● **Text block**:

This is an archived article and the information in the article may be outdated. Please look at the time stamp on the story to see when it was last updated.

ST. LOUIS – The family-owned Meert Tree Farm in Festus has just wrapped up its Halloween season, but the operators are already wondering if they will be able to meet the demand for Christmas trees this year.  

“If it goes like last year, we won’t have enough,” said Jennifer Sommerkamp, manager.  

The reasons trees could be in short supply this year are varied. Sommerkamp first points to a drought in 2012. The dry weather wiped out a couple of years’ worth of seedlings. It took several years to recover. The trees typically only grow one foot each year.   

Just as the farm was recovering from that drought, the pandemic hit. 

“Last year we were finally recovered, and then we sold a thousand more trees than normal,” manager Victoria Meert said. 

That unexpected boost in sales led workers to do something unexpected. They had to stop selling trees weeks before Christmas.  

“We did close down our Christmas tree fields by Dec. 5,” Meert said. 

Christmas tree sales at the farm typically last right up until a few days before Christmas. Meert predicts, based on the early interest in trees this year, the farm’s Christmas tree sales could be ending early again. 

“I would shop early,” she said.   

The farm will start selling Christmas trees the day after Thanksgiving.  

Consumers also have concerns about finding artificial trees. News reports involving supply chain troubles have left some stores scrambling for an adequate supply. 

The owner of Forshaw on S. Lindbergh says he’s fortunate. The supply of permanent trees in his store is abundant. 

“We ordered things earlier than we did in the past because we started to see the supply chain tighten up a little bit last fall,” owner Rick Forshaw said.   

The store has a wide range of trees ranging from 30 inches to 12 feet tall. Some include lights, including clerk, multi-colored, LED, and incandescent. 

“We even have one tree shaped like a Santa hat,” Forshaw said.  

He predicts stores trying to fill any voids or re-stock at this point of the year will probably struggle to meet demand before the holidays.  

Supply chain concerns have also led to some worries about finding turkeys for Thanksgiving. In some cases, it’s not the turkey that’s hard to find. 

Chef Rick Lewis is the owner of Grace Meat + Three in The Grove. He said some of the material used to wrap certain food products has caused delays. He said packaging problems have been to blame for delays with turkey breasts. He is offering a Thanksgiving meal to go and is encouraging customers to order early.

● **Work task 1**:
In the article on the Christmas tree shortage, by what date did the Meert Tree Farm close its Christmas tree fields last year?
● **Work task 2**:
Repeat the part of the Christmas tree shortage article between "Christmas tree sales at" and "Rick Forshaw said.", inclusive.
The data that comes next is separate from the article.

Collected data entries
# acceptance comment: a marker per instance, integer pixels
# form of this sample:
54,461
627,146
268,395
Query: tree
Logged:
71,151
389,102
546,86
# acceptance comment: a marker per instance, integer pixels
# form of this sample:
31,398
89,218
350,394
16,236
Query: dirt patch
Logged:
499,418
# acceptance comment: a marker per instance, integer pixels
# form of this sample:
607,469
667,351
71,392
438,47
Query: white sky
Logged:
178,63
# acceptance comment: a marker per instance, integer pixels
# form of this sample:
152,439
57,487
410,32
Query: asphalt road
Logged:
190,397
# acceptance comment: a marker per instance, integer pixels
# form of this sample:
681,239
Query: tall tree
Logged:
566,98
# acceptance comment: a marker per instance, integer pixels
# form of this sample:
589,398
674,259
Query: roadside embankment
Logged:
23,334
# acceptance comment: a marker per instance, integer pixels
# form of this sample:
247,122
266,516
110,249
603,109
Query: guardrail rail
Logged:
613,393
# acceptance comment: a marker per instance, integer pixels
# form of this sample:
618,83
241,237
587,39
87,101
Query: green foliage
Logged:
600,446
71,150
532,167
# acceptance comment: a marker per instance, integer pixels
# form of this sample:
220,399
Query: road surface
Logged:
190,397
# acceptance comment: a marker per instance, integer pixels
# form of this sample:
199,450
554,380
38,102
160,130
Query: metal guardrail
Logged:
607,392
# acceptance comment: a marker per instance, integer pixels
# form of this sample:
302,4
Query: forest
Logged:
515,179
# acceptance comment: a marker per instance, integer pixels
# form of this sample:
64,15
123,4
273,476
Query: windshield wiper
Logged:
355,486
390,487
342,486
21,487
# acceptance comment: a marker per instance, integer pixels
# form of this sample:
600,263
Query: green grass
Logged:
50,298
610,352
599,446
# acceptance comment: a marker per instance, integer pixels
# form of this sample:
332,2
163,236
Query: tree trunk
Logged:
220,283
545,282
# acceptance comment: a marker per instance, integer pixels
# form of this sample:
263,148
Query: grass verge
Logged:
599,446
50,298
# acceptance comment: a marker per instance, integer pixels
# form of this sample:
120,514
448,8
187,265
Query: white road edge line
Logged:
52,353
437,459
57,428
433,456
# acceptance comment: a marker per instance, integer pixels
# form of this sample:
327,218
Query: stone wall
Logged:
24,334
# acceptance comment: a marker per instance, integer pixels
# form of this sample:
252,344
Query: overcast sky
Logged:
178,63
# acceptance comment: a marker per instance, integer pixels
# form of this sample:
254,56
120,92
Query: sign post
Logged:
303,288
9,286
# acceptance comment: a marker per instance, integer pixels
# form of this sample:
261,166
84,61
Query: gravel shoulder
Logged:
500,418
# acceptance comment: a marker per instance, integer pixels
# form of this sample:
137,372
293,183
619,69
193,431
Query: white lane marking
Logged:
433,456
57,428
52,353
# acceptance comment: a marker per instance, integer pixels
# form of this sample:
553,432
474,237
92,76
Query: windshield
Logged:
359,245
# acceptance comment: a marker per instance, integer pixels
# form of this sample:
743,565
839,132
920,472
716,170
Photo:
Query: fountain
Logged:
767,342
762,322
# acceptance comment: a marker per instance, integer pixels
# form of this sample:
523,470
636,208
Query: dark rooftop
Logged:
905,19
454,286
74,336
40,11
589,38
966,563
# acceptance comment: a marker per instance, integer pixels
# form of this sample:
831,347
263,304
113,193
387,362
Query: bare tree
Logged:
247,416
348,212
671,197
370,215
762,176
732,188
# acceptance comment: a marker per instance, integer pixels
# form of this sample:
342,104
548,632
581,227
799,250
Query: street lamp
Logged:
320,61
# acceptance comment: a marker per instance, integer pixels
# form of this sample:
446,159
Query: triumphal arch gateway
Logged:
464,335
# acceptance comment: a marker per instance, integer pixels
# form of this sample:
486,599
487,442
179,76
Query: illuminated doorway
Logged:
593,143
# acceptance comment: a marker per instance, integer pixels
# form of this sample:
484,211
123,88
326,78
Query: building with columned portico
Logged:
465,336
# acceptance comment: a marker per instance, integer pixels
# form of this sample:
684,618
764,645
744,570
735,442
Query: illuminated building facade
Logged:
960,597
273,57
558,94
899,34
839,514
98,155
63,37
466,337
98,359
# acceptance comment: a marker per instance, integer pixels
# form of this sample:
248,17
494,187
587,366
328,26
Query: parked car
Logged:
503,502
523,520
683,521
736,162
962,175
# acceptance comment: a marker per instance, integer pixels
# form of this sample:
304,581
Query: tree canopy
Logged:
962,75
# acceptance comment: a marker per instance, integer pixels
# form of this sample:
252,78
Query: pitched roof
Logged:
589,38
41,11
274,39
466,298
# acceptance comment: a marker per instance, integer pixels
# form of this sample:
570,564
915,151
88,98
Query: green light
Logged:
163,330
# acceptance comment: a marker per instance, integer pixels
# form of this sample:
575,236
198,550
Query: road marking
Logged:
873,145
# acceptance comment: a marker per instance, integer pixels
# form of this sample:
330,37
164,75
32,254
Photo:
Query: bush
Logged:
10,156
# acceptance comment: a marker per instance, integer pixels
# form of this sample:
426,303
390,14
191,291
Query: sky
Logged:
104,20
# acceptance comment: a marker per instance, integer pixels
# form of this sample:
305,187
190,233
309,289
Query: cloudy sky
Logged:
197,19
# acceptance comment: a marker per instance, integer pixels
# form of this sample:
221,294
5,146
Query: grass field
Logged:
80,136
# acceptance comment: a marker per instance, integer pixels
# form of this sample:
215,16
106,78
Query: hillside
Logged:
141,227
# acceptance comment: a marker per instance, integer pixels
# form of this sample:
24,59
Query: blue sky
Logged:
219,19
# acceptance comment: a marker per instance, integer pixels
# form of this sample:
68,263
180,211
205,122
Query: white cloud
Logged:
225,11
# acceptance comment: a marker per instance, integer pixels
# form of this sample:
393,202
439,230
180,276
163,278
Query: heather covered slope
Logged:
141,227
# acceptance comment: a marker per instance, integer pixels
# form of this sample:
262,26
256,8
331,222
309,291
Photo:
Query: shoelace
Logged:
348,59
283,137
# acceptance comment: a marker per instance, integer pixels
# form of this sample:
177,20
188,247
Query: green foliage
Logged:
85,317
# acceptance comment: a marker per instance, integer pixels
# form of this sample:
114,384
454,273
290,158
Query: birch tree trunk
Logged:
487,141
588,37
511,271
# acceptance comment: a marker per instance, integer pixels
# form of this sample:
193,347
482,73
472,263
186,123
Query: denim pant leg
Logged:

● **Problem solution 1**:
By Dec. 5.

● **Problem solution 2**:
Christmas tree sales at the farm typically last right up until a few days before Christmas. Meert predicts, based on the early interest in trees this year, the farm’s Christmas tree sales could be ending early again. 

“I would shop early,” she said.   

The farm will start selling Christmas trees the day after Thanksgiving.  

Consumers also have concerns about finding artificial trees. News reports involving supply chain troubles have left some stores scrambling for an adequate supply. 

The owner of Forshaw on S. Lindbergh says he’s fortunate. The supply of permanent trees in his store is abundant. 

“We ordered things earlier than we did in the past because we started to see the supply chain tighten up a little bit last fall,” owner Rick Forshaw said.